EXERCISE INSTRUCTIONS: According to the mailing-list thread, how long does the adapter script behind many API apps in the DE keep a token by default?

TEXT EXTRACT:
[Iplant-api-dev] Failed job but no error message

Matthew Vaughn vaughn at tacc.utexas.edu
Mon Nov 4 08:50:56 MST 2013


You can either renew or just ask for a really long-lived token. The default on the adapter script that powers a lot of API apps in the DE is ~1 week to deal with outages, maintenance, etc. If you are paranoid, you could delete the token when your code has completed successfully.

Matt

On Nov 4, 2013, at 9:47 AM, Darren Boss <dboss at email.arizona.edu> wrote:

> I think what's happening is my foundation api authentication is timing
> out so I'm no longer to monitor the jobs. The condor job has finished
> but the foundation jobs are still running. Should be an easy fix in my
> script.
> 
> On Sun, Nov 3, 2013 at 11:30 PM, Rion Dooley <dooley at tacc.utexas.edu> wrote:
>> The job probably ran out of time before total completion. His happened more often in v1. Try bumping the requested time. I'm about to hop on a flight back from Athens at the moment, but I can look at this late Monday when I land in austin again.

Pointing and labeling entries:
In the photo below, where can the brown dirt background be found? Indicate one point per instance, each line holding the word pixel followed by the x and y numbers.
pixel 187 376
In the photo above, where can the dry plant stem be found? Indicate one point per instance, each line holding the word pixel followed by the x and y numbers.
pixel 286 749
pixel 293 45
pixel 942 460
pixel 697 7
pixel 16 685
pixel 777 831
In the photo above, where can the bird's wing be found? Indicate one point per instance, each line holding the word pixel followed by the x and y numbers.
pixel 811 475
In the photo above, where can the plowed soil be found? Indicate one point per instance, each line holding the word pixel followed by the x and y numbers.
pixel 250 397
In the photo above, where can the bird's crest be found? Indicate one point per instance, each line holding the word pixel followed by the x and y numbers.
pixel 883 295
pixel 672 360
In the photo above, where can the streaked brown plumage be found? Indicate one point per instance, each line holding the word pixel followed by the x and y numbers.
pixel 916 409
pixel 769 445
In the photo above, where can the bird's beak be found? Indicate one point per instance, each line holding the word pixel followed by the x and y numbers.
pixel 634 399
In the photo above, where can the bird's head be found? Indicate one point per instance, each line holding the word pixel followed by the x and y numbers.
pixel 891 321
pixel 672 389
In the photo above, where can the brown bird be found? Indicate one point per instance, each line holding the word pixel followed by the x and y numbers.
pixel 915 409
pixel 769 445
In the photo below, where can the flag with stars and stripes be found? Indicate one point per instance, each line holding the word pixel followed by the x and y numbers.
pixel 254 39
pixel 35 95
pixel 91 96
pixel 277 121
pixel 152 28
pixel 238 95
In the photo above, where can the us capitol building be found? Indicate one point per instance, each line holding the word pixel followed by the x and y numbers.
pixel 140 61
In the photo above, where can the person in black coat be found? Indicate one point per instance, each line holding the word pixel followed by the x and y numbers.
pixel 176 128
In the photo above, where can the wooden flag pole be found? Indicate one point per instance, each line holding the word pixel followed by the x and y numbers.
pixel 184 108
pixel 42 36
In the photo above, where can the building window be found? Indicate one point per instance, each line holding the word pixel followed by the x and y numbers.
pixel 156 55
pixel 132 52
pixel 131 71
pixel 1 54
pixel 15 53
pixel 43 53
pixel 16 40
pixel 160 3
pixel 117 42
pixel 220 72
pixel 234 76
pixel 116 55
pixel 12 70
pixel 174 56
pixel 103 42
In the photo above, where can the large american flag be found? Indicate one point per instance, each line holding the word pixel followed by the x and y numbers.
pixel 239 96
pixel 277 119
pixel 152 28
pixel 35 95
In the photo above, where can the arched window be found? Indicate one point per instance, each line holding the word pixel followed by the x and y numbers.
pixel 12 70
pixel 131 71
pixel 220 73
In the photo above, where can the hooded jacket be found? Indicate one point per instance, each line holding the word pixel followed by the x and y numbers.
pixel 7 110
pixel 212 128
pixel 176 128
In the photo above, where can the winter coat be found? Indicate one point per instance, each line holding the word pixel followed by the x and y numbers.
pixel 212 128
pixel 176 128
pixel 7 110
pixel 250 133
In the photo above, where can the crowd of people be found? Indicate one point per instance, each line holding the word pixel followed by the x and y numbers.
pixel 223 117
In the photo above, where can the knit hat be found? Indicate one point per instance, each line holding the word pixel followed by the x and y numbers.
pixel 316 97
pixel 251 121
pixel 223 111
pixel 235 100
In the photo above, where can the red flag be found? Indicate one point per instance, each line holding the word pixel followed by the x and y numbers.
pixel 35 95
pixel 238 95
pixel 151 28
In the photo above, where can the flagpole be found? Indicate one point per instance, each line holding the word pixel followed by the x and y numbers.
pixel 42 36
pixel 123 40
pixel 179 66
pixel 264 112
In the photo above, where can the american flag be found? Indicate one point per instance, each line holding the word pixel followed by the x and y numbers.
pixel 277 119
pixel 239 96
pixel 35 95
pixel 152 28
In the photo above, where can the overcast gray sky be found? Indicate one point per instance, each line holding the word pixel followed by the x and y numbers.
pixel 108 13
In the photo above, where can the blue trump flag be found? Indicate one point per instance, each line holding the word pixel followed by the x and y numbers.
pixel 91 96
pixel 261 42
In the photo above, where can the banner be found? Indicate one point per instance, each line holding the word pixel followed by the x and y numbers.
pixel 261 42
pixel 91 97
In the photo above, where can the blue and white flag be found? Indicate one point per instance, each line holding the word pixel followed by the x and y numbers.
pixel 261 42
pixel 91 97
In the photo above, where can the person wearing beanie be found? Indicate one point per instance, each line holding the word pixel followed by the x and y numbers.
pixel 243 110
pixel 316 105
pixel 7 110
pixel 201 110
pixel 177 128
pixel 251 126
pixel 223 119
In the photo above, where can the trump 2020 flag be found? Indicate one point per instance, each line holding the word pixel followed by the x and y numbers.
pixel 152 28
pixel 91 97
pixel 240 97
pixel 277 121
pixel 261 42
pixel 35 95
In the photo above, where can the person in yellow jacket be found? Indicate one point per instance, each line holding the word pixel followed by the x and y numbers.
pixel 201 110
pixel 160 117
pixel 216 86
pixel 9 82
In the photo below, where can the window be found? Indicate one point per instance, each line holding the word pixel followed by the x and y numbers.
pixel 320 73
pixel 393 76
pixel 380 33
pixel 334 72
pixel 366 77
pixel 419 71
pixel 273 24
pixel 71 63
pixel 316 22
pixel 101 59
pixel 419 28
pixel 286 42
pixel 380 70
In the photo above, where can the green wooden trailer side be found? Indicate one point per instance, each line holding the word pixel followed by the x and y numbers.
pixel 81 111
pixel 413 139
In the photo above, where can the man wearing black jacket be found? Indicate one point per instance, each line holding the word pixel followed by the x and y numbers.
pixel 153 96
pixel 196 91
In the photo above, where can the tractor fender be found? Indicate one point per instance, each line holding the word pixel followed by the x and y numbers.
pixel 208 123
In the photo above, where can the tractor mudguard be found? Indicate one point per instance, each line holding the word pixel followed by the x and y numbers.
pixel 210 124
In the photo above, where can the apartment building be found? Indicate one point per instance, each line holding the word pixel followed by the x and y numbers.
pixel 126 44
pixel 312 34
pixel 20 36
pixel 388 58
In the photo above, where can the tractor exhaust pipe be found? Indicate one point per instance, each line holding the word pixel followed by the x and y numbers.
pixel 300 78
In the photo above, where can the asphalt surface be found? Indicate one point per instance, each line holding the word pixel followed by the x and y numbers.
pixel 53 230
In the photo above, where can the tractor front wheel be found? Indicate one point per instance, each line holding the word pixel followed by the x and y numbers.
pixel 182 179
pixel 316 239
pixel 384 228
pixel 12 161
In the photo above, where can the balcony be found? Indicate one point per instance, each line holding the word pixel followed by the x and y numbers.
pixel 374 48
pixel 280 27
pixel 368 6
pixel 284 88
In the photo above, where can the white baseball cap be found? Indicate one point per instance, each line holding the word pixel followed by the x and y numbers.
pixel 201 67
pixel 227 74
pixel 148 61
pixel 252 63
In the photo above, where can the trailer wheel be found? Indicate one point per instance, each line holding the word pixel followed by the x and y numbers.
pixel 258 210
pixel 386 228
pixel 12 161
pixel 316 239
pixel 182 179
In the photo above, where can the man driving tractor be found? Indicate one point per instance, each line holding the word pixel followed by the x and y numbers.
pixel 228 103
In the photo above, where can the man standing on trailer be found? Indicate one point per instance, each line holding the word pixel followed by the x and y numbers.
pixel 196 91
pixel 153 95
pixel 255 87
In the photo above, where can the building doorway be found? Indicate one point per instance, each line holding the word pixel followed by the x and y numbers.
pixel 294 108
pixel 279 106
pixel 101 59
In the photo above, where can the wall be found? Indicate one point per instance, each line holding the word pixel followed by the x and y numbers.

REPLY: About one week.